TASK STATEMENT
Exclude the pictures and retype the entries as written.

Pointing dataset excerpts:
----

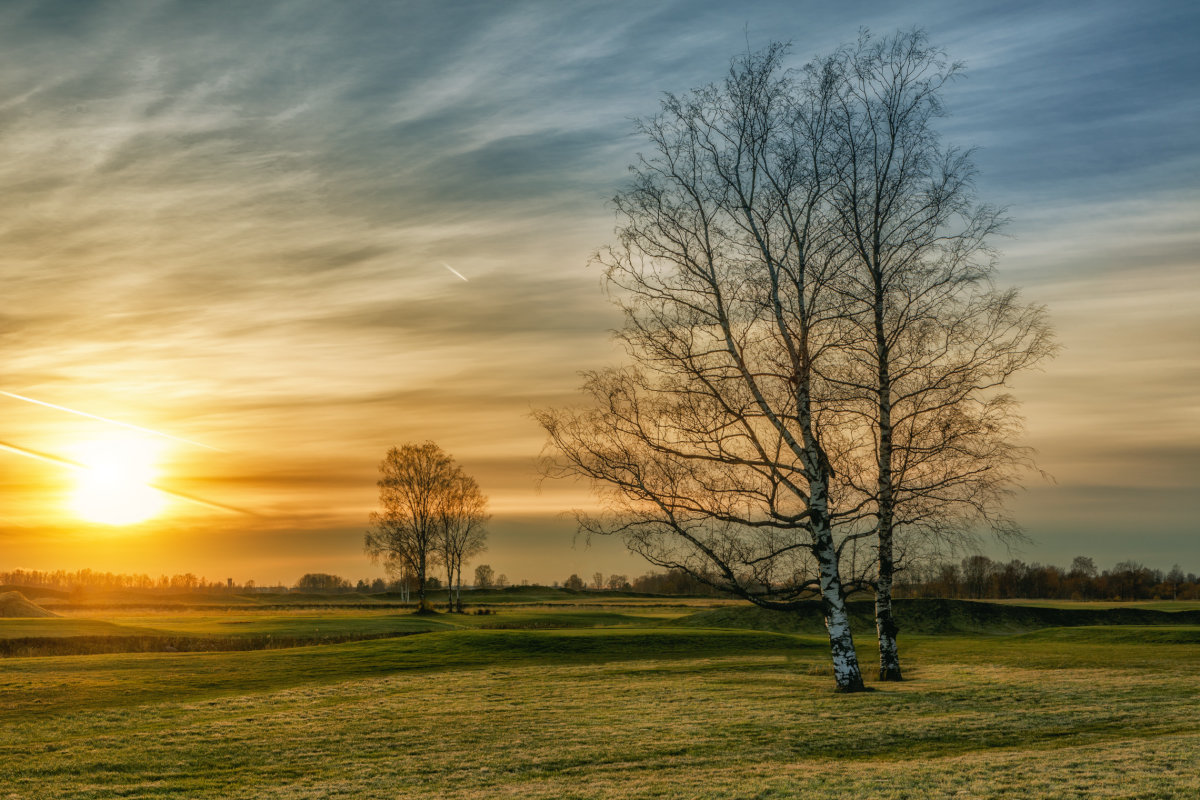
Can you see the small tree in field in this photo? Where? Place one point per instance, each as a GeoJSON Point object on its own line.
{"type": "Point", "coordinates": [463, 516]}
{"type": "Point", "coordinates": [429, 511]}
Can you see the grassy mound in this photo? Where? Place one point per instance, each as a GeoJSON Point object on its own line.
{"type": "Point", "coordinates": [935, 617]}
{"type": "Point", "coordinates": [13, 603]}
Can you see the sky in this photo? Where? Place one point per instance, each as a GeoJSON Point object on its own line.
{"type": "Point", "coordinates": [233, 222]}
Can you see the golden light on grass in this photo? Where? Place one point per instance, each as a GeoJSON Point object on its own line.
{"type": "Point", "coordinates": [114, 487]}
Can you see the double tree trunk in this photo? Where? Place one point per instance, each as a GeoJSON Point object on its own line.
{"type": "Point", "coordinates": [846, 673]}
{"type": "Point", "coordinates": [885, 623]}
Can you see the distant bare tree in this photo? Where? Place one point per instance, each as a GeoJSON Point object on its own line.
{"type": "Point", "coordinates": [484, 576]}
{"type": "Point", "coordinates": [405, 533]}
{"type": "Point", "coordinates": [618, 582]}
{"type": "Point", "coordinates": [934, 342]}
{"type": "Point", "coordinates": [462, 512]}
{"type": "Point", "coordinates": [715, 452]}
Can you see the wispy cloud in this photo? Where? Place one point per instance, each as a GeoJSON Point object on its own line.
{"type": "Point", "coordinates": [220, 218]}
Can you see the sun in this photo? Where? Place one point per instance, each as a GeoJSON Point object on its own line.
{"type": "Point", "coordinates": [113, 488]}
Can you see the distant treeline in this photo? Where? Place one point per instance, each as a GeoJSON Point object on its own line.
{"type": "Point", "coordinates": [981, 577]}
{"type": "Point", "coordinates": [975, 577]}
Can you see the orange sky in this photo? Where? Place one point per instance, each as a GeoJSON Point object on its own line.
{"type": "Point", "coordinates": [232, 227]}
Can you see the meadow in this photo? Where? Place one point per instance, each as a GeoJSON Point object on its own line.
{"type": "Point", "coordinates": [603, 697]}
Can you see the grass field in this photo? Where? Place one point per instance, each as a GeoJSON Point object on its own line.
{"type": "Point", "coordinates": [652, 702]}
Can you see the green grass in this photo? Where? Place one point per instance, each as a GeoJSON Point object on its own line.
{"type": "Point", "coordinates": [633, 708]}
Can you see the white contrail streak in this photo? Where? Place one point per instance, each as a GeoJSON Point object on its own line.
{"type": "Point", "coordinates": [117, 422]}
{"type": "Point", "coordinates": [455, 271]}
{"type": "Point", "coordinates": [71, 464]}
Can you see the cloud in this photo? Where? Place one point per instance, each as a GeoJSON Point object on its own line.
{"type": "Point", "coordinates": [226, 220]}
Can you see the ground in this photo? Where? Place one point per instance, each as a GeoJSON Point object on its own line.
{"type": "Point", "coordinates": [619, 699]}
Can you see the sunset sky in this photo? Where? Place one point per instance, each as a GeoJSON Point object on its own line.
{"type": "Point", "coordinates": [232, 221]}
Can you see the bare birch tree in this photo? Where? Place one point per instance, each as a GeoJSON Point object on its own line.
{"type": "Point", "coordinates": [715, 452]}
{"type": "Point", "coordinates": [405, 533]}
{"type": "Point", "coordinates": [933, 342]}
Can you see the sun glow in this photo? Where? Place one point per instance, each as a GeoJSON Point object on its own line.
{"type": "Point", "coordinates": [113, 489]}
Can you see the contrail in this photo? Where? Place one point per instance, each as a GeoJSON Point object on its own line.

----

TASK OUTPUT
Can you see the small tree in field in this photo? Where? Place one point per instance, each as a GeoJSON Point object on its own line.
{"type": "Point", "coordinates": [463, 516]}
{"type": "Point", "coordinates": [429, 511]}
Can you see the grassy mound in this photo? Where? Place one point per instance, each as a GeoJSON Point object on its own line.
{"type": "Point", "coordinates": [935, 617]}
{"type": "Point", "coordinates": [13, 603]}
Can you see the sky in this photo? Where? Place one point per instance, each as a GeoJSON Point object on its own line.
{"type": "Point", "coordinates": [233, 222]}
Can you see the golden light on grass in this photo? Where? Place one point per instance, each as a GeoJSON Point object on its own line.
{"type": "Point", "coordinates": [114, 487]}
Can you see the double tree trunk in this photo? Where? Place one point per instance, each as a GeoJSON Point object on its own line.
{"type": "Point", "coordinates": [846, 673]}
{"type": "Point", "coordinates": [885, 623]}
Can you see the distant bare tree in this photo? Where? Place one point per instance, each as a GeoJSON Point object on its own line.
{"type": "Point", "coordinates": [484, 576]}
{"type": "Point", "coordinates": [405, 533]}
{"type": "Point", "coordinates": [618, 582]}
{"type": "Point", "coordinates": [934, 342]}
{"type": "Point", "coordinates": [462, 512]}
{"type": "Point", "coordinates": [715, 452]}
Can you see the wispy cloud in this photo? Where? Place one point per instance, each as a GeoJSON Point object on its own line.
{"type": "Point", "coordinates": [220, 218]}
Can you see the sun in this photo? Where? Place one point per instance, each as a GeoJSON Point object on its own line.
{"type": "Point", "coordinates": [113, 488]}
Can you see the distant treeline in this photo? Where? Place one point per instance, each as a GeoJSON Point object on its own line.
{"type": "Point", "coordinates": [981, 577]}
{"type": "Point", "coordinates": [975, 577]}
Can you see the orange sky in this photo? Where? Place one point per instance, each as a GeoJSON Point object on its own line.
{"type": "Point", "coordinates": [232, 227]}
Can you see the meadow in this photo? Where? Place one point per instance, each as a GeoJSON Point object on its own line.
{"type": "Point", "coordinates": [603, 697]}
Can you see the grass field in this photo? Where? Place one point per instance, each as a GeoJSON Point object on its own line.
{"type": "Point", "coordinates": [652, 702]}
Can you see the green grass in this photo? Where? Place one point per instance, each as a GeoJSON Point object on its own line.
{"type": "Point", "coordinates": [633, 708]}
Can you see the white contrail streak in this photo? Where? Place one point per instance, each as a GeoJSON Point object on its own line.
{"type": "Point", "coordinates": [117, 422]}
{"type": "Point", "coordinates": [455, 271]}
{"type": "Point", "coordinates": [71, 464]}
Can you see the cloud in this photo? Where? Place one point per instance, each as a GeoJSON Point object on its own line.
{"type": "Point", "coordinates": [226, 220]}
Can you see the ground in this photo? Where? Place one point per instance, each as a GeoJSON Point object on its own line.
{"type": "Point", "coordinates": [619, 699]}
Can you see the sunset sky in this photo? Where? Place one point per instance, each as a GeoJSON Point object on its own line.
{"type": "Point", "coordinates": [232, 221]}
Can you see the bare birch tree in this photo? Where? Place one point per instance, each as a GeoJSON Point object on its own line.
{"type": "Point", "coordinates": [715, 452]}
{"type": "Point", "coordinates": [405, 533]}
{"type": "Point", "coordinates": [933, 342]}
Can you see the sun glow in this photo? Where? Place one point per instance, each as a GeoJSON Point object on its own line.
{"type": "Point", "coordinates": [113, 489]}
Can you see the contrail in this photo? Where? Place one point per instance, each as a GeoJSON Point object on its own line.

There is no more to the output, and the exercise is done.